◆ SET TASK: Print the material below line for line, without changing anything.

Records from a collection:
▬▬▬

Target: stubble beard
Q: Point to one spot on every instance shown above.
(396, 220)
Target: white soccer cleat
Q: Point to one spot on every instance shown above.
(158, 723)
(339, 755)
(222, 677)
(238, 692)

▬▬▬

◆ TASK ANSWER:
Target: stubble beard
Q: Point to one spot on every instance shown above.
(396, 220)
Target: white soccer cleat
Q: Point to one spot on every instance shown above.
(158, 723)
(339, 755)
(222, 677)
(238, 692)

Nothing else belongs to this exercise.